▶ **To do**: Scan the records for "positive". Report each line that includes it.

▶ **Data for review**:

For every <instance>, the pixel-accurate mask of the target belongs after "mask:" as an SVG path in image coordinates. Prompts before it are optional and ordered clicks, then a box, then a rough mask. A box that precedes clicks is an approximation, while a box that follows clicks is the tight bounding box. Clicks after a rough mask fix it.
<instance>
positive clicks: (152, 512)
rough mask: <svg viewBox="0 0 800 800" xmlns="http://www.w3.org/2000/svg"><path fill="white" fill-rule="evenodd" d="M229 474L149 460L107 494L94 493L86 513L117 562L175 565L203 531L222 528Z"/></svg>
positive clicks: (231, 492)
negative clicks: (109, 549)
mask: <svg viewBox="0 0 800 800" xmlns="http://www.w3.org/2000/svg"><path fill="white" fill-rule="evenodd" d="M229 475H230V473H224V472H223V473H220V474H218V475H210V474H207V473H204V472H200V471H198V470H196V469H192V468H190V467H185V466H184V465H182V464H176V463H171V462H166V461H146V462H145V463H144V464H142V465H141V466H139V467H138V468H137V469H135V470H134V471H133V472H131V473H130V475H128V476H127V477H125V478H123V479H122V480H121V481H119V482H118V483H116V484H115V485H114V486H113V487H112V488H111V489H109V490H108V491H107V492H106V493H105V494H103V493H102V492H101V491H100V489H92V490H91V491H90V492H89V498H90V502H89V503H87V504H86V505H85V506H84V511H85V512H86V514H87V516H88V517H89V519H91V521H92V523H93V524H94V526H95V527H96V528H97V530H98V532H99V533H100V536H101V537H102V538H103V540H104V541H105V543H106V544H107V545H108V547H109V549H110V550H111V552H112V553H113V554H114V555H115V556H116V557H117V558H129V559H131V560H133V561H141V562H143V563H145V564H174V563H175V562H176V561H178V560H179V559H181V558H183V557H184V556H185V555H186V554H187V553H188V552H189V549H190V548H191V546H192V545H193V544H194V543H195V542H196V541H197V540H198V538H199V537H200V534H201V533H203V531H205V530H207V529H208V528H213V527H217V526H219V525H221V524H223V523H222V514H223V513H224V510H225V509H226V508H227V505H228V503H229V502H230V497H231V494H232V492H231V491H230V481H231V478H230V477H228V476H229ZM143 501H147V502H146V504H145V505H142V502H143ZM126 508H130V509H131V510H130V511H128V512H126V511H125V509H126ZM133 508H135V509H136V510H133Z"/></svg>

▶ **Your solution**:
positive clicks: (152, 512)
positive clicks: (231, 492)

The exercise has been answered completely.